# EXERCISE OBJECTIVE
According to the article on car loan mistakes, which two assessments does a lender make first before approving a loan?

# PROVIDED TEXT

........

Articles

What mistakes to avoid when applying for a car loan

by Kanika Shelatkar Insurance Consultant

Cars are never just a vehicle; it is a passion for many of us, while it is a necessity for some others. After investing in a home, the car is the next significant investment for most of us. Purchasing a vehicle is also quite exciting, and it needs a lot of work too, which includes analysis to find the right car within your budget, available financing options, vehicle add-ons etc.

Finding the right financing alternative or car finance is very critical among all the efforts one has to put in. Choosing the wrong funding partner or not understanding the terms and conditions will damage your wallet in times to come. Today we've collected some of the standard but costly mistakes in car loans to avoid.

Not verifying the credit score and FOIR: The credit score and FOIR are the first two assessments a lender makes before a loan is approved. All verifications are performed to determine a car loan applicant's creditworthiness. The credit score is a numerical term provided by credit bureaus that represents a person's past credit behaviour. Lenders review the credit report to find out if you were well-organized with your previous loan payment.

........

[Region labeling items]
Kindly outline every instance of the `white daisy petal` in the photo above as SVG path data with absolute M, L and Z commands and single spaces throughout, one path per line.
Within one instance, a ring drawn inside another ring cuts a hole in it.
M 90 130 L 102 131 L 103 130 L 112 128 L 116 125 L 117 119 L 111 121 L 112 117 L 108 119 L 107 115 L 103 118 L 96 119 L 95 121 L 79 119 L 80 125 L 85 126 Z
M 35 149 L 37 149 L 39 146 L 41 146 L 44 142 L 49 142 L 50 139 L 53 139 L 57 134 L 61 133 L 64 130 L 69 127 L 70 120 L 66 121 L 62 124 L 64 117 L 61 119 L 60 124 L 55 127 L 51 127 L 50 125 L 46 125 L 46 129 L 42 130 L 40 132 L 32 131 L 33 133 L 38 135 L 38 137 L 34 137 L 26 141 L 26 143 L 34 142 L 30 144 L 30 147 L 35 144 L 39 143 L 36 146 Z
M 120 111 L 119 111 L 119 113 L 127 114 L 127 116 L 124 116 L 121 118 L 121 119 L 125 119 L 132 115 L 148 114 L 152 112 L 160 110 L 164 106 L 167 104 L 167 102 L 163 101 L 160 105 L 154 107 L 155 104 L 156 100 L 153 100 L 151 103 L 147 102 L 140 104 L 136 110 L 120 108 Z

........

# FINAL RESULT
The credit score and FOIR.